◆ Task goal: Rewrite the part of the items below that starts with the line containing "Your task is to find each leafy" and ends with the line containing "[24,279,33,475]" as a numbered list, one line per number, with both of those lines included and any blank lines dropped.

+++++

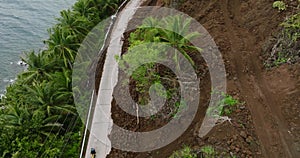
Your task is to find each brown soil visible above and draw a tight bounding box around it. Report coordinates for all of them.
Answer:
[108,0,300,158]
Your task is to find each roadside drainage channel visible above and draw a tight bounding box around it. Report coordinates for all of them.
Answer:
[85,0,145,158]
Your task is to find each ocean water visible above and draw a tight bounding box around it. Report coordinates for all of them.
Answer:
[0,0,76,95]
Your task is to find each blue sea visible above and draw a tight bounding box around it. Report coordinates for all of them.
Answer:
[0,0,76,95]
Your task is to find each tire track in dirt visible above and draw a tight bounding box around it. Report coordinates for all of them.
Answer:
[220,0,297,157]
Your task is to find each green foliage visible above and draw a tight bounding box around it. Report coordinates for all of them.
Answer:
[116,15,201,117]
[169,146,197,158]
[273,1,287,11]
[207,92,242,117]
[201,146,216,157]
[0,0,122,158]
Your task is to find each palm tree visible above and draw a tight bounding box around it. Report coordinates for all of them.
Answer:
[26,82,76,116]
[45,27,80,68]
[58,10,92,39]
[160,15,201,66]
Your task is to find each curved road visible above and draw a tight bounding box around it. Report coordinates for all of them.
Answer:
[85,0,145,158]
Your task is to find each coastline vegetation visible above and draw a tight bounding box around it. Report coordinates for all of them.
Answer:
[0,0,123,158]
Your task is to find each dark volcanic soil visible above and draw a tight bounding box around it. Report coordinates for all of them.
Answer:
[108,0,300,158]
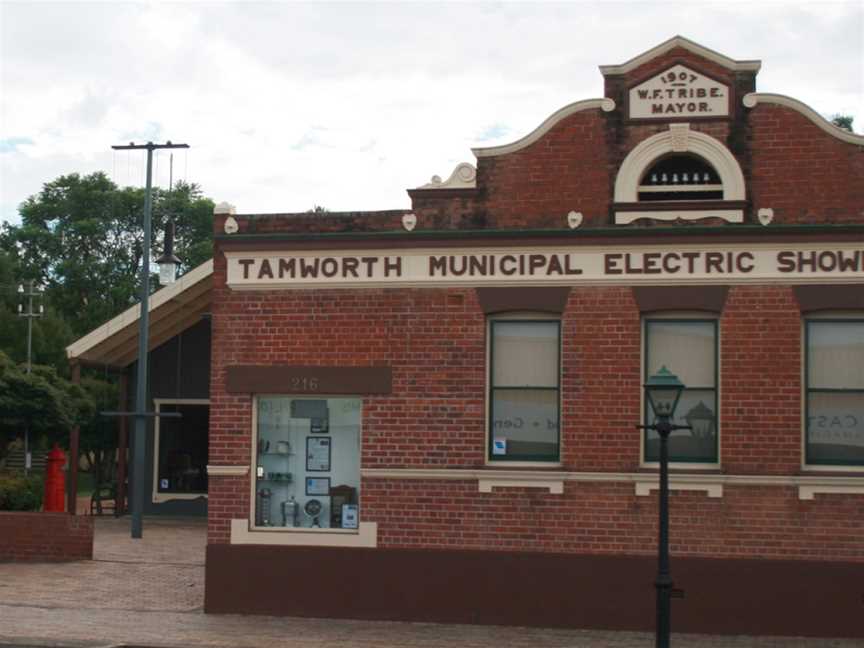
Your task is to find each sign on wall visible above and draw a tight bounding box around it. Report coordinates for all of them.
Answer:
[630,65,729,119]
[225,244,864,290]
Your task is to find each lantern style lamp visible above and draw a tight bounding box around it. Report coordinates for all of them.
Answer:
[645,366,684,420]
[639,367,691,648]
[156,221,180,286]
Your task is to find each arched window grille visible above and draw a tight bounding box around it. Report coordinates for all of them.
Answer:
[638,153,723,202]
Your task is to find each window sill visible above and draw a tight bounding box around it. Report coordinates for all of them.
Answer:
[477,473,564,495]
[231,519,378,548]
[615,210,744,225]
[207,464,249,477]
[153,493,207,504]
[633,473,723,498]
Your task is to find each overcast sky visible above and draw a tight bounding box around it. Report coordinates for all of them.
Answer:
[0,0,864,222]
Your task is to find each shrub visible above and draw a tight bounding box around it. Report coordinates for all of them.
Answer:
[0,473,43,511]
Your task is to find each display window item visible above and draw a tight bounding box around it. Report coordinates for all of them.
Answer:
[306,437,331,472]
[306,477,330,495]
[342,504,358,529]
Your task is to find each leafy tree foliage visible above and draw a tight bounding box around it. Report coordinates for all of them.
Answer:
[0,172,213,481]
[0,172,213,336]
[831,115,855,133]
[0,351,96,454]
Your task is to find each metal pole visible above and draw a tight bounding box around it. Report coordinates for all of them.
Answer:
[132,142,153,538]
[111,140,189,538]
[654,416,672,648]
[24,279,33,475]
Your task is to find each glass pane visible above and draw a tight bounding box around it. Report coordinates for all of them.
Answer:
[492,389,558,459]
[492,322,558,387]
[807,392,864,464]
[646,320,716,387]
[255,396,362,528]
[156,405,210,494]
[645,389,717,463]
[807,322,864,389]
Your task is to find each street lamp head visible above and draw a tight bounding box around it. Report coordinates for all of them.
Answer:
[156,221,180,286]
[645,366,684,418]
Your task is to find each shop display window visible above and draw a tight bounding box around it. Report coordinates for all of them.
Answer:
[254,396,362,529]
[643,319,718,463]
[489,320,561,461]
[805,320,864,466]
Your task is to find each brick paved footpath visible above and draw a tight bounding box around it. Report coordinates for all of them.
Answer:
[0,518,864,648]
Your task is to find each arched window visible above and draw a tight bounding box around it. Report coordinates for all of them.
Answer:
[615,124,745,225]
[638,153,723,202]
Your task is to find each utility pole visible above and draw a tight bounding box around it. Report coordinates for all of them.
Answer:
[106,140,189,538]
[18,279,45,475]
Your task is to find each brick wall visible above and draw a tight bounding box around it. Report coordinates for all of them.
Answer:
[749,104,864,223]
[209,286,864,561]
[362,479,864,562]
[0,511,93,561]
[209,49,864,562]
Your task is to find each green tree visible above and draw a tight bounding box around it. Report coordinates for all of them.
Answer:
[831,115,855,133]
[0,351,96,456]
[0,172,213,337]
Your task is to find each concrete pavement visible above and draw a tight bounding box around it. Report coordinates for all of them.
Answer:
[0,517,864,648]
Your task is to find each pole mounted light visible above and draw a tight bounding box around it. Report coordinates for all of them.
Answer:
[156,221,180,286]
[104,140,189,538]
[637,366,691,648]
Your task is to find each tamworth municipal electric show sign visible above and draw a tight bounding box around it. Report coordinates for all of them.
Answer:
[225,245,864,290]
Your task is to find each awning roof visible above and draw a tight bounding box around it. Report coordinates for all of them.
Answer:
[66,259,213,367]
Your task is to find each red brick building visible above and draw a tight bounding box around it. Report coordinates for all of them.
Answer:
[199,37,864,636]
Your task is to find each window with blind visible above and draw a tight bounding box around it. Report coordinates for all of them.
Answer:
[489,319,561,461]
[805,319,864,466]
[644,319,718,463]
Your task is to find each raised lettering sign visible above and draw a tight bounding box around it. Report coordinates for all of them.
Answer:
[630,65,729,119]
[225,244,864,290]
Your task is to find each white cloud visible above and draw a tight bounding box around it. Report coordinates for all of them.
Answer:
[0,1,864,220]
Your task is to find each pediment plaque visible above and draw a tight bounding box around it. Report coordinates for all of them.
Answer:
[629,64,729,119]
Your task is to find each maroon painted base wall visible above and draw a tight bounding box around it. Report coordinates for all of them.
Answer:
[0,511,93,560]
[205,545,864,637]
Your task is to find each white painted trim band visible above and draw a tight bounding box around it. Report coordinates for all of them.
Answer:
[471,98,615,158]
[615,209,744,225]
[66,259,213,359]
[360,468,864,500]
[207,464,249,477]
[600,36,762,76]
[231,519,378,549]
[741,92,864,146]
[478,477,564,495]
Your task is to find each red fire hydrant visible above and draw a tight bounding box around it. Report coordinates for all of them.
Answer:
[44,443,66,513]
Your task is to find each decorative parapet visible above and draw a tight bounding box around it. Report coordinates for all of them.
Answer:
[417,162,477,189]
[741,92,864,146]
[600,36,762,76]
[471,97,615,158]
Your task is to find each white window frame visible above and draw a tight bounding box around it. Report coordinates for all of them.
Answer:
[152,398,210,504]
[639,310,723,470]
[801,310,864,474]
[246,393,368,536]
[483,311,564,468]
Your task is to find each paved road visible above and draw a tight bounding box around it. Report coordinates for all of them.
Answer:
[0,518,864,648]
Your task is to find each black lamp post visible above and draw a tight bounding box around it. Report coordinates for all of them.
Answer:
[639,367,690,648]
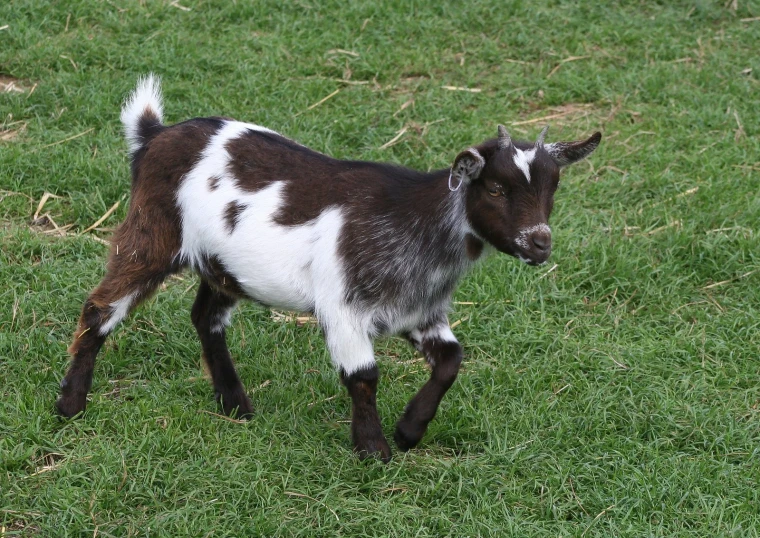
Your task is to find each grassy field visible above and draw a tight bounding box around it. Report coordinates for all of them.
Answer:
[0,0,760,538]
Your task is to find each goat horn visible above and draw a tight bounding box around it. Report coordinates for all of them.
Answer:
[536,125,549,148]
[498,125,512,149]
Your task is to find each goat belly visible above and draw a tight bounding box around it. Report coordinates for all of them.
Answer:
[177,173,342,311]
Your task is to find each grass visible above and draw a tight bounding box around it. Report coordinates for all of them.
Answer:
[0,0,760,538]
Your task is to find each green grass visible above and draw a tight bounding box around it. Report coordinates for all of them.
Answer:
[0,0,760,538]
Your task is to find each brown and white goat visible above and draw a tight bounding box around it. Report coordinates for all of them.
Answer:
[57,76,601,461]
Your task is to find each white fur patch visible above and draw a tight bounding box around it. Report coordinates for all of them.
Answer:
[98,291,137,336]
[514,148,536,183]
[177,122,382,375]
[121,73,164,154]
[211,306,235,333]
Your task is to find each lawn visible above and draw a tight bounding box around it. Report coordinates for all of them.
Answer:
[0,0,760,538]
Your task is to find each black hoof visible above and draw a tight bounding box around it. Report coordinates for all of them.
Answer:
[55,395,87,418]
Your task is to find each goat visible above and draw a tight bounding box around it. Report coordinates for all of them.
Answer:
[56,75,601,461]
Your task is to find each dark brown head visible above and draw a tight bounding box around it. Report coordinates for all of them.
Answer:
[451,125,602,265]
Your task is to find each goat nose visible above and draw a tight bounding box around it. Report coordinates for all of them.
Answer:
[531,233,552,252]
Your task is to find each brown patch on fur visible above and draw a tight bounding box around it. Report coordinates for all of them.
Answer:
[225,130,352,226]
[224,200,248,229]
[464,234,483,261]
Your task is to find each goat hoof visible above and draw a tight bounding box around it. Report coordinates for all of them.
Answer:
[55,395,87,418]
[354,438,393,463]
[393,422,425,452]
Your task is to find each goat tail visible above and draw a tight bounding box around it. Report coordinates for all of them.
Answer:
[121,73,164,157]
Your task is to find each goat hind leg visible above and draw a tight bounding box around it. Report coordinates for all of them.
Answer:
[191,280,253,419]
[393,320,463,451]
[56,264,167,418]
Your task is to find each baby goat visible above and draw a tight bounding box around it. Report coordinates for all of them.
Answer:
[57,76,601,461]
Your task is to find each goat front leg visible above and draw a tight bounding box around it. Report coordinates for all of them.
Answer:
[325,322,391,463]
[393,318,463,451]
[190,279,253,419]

+++++

◆ Answer in full:
1. Your task is to find each leafy tree foliage visible above and draw a tight bounding box around it. Report coordinates for all of them.
2. Answer:
3. [0,172,213,481]
4. [0,172,213,336]
5. [831,115,855,133]
6. [0,351,96,454]
7. Your task is to find each metal pole visible above and draw a tight bounding box around it. Report coordinates for all of them.
8. Answer:
9. [132,142,153,538]
10. [111,140,189,538]
11. [654,416,672,648]
12. [24,279,33,475]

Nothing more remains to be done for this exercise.